[Data items]
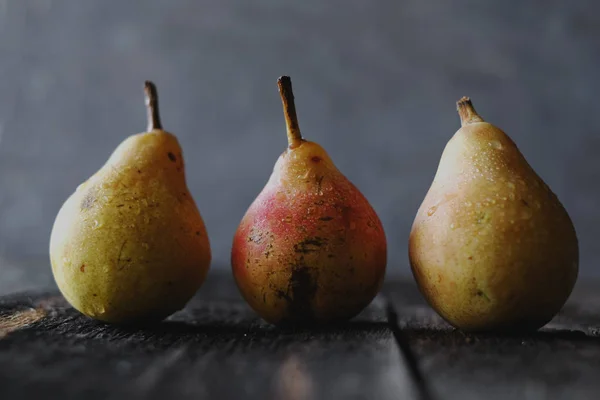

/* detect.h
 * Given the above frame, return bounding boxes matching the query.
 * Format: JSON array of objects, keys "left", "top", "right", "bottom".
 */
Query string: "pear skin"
[
  {"left": 50, "top": 82, "right": 211, "bottom": 323},
  {"left": 409, "top": 98, "right": 579, "bottom": 331},
  {"left": 231, "top": 76, "right": 387, "bottom": 325}
]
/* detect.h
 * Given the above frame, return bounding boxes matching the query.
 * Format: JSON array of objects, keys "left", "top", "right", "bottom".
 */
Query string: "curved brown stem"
[
  {"left": 144, "top": 81, "right": 162, "bottom": 132},
  {"left": 456, "top": 97, "right": 483, "bottom": 126},
  {"left": 277, "top": 76, "right": 302, "bottom": 149}
]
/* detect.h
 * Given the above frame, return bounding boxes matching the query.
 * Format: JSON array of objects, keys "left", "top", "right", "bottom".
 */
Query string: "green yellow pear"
[
  {"left": 409, "top": 98, "right": 579, "bottom": 331},
  {"left": 50, "top": 82, "right": 211, "bottom": 323}
]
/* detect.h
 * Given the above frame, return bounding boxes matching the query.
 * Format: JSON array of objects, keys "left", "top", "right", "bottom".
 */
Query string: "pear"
[
  {"left": 409, "top": 97, "right": 579, "bottom": 331},
  {"left": 231, "top": 76, "right": 387, "bottom": 325},
  {"left": 50, "top": 81, "right": 211, "bottom": 324}
]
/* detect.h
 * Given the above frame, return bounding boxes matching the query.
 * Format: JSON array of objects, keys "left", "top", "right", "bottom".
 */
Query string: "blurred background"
[{"left": 0, "top": 0, "right": 600, "bottom": 292}]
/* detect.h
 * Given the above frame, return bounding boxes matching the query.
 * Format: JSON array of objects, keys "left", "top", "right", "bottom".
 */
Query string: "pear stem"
[
  {"left": 456, "top": 97, "right": 483, "bottom": 126},
  {"left": 144, "top": 81, "right": 162, "bottom": 132},
  {"left": 277, "top": 76, "right": 303, "bottom": 149}
]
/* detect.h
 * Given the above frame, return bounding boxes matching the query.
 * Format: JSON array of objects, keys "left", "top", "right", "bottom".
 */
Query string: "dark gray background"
[{"left": 0, "top": 0, "right": 600, "bottom": 291}]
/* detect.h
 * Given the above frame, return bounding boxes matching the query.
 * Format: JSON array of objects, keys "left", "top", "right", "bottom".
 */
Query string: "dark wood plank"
[
  {"left": 0, "top": 275, "right": 417, "bottom": 400},
  {"left": 384, "top": 280, "right": 600, "bottom": 400}
]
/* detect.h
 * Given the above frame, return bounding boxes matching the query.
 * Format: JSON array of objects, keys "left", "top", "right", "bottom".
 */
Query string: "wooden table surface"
[{"left": 0, "top": 272, "right": 600, "bottom": 400}]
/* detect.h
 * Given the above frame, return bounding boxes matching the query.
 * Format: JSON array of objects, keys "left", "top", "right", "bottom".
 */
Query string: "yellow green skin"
[
  {"left": 50, "top": 130, "right": 211, "bottom": 323},
  {"left": 409, "top": 122, "right": 579, "bottom": 331}
]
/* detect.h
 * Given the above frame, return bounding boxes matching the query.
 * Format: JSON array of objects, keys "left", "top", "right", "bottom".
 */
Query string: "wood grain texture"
[
  {"left": 0, "top": 275, "right": 418, "bottom": 400},
  {"left": 384, "top": 281, "right": 600, "bottom": 400}
]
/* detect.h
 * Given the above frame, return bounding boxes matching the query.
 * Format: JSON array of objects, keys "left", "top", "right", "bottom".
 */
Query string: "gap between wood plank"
[{"left": 383, "top": 296, "right": 434, "bottom": 400}]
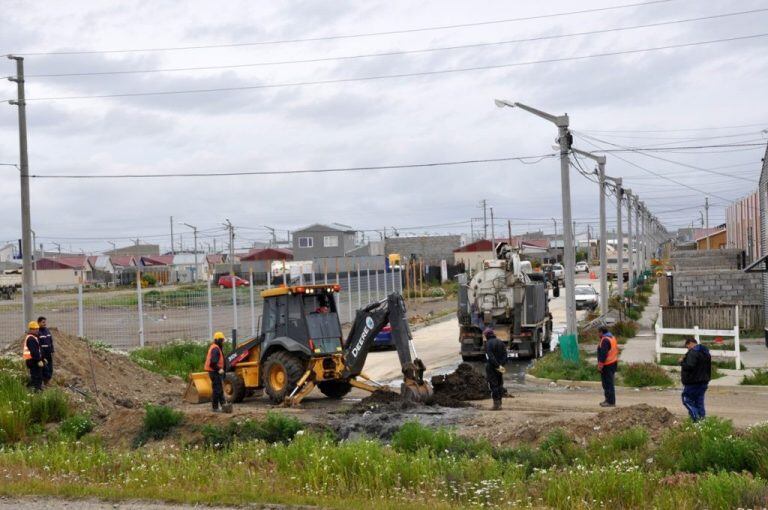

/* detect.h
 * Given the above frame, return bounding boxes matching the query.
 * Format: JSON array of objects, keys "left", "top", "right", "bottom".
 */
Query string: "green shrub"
[
  {"left": 741, "top": 368, "right": 768, "bottom": 386},
  {"left": 528, "top": 352, "right": 600, "bottom": 381},
  {"left": 621, "top": 363, "right": 674, "bottom": 388},
  {"left": 59, "top": 414, "right": 93, "bottom": 440},
  {"left": 134, "top": 404, "right": 184, "bottom": 446},
  {"left": 29, "top": 389, "right": 69, "bottom": 425},
  {"left": 202, "top": 412, "right": 304, "bottom": 448},
  {"left": 655, "top": 418, "right": 766, "bottom": 475}
]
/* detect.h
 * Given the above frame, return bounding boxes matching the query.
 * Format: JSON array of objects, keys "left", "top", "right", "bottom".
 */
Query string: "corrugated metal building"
[{"left": 725, "top": 190, "right": 762, "bottom": 262}]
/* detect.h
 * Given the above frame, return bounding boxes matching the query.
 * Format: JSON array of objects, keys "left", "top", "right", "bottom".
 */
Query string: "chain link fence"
[{"left": 0, "top": 266, "right": 403, "bottom": 349}]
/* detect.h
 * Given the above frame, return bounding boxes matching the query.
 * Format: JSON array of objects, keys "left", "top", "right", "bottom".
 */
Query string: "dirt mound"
[
  {"left": 7, "top": 328, "right": 184, "bottom": 410},
  {"left": 432, "top": 363, "right": 491, "bottom": 405}
]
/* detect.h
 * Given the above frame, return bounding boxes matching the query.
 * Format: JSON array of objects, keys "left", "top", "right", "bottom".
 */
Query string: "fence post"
[
  {"left": 655, "top": 307, "right": 664, "bottom": 363},
  {"left": 248, "top": 269, "right": 256, "bottom": 336},
  {"left": 205, "top": 276, "right": 213, "bottom": 340},
  {"left": 77, "top": 278, "right": 85, "bottom": 338},
  {"left": 136, "top": 270, "right": 144, "bottom": 347},
  {"left": 733, "top": 305, "right": 741, "bottom": 370}
]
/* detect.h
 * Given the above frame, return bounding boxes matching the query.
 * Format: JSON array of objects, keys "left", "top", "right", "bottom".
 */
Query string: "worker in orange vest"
[
  {"left": 597, "top": 327, "right": 619, "bottom": 407},
  {"left": 205, "top": 331, "right": 224, "bottom": 413},
  {"left": 21, "top": 321, "right": 45, "bottom": 391}
]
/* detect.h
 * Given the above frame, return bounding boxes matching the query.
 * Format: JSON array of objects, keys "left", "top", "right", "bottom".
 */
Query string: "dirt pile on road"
[
  {"left": 432, "top": 363, "right": 491, "bottom": 405},
  {"left": 7, "top": 328, "right": 184, "bottom": 408}
]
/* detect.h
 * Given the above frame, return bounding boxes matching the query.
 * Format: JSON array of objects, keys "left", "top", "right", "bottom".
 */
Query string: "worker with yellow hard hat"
[
  {"left": 205, "top": 331, "right": 225, "bottom": 413},
  {"left": 21, "top": 321, "right": 45, "bottom": 391}
]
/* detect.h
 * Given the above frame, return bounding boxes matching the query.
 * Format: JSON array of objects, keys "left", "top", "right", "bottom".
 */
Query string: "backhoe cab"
[{"left": 184, "top": 285, "right": 431, "bottom": 405}]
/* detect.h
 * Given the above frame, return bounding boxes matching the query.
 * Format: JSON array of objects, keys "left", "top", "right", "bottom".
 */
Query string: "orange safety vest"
[
  {"left": 205, "top": 343, "right": 224, "bottom": 372},
  {"left": 21, "top": 335, "right": 40, "bottom": 360},
  {"left": 600, "top": 335, "right": 619, "bottom": 365}
]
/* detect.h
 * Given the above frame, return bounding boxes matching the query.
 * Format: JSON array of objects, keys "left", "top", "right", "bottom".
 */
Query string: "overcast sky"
[{"left": 0, "top": 0, "right": 768, "bottom": 252}]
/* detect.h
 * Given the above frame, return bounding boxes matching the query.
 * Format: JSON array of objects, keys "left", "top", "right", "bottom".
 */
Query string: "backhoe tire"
[
  {"left": 224, "top": 372, "right": 245, "bottom": 403},
  {"left": 317, "top": 381, "right": 352, "bottom": 400},
  {"left": 263, "top": 351, "right": 306, "bottom": 404}
]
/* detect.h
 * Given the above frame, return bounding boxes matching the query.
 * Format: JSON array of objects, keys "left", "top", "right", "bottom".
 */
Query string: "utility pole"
[
  {"left": 480, "top": 199, "right": 488, "bottom": 239},
  {"left": 182, "top": 223, "right": 197, "bottom": 282},
  {"left": 8, "top": 55, "right": 34, "bottom": 327},
  {"left": 171, "top": 216, "right": 176, "bottom": 255},
  {"left": 704, "top": 197, "right": 710, "bottom": 250},
  {"left": 491, "top": 207, "right": 496, "bottom": 250},
  {"left": 494, "top": 99, "right": 578, "bottom": 335},
  {"left": 571, "top": 147, "right": 608, "bottom": 314}
]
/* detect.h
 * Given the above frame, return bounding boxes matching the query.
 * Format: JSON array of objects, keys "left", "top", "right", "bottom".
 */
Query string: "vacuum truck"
[{"left": 457, "top": 243, "right": 559, "bottom": 361}]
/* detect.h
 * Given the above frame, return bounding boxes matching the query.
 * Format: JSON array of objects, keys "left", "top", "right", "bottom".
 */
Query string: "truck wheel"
[
  {"left": 317, "top": 381, "right": 352, "bottom": 400},
  {"left": 224, "top": 372, "right": 245, "bottom": 402},
  {"left": 263, "top": 351, "right": 304, "bottom": 404}
]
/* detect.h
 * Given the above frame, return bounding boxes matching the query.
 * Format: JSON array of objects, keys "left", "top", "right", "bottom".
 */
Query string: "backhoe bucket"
[{"left": 184, "top": 372, "right": 213, "bottom": 404}]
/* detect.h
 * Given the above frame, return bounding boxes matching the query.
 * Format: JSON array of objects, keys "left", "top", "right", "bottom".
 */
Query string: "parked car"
[
  {"left": 219, "top": 276, "right": 251, "bottom": 289},
  {"left": 574, "top": 285, "right": 599, "bottom": 312},
  {"left": 552, "top": 264, "right": 565, "bottom": 287},
  {"left": 373, "top": 324, "right": 395, "bottom": 349},
  {"left": 574, "top": 260, "right": 589, "bottom": 273}
]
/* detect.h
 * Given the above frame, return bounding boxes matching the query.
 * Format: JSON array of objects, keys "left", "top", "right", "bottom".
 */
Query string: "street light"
[
  {"left": 571, "top": 147, "right": 608, "bottom": 314},
  {"left": 494, "top": 99, "right": 578, "bottom": 335},
  {"left": 179, "top": 221, "right": 197, "bottom": 282}
]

WHAT YOU HAVE TO DO:
Find every line in the rows above that contains the word "plank" and copy each of those lines out.

WRITTEN SOLUTION:
Query string: "dark wood plank"
Query string: "gap between wood plank"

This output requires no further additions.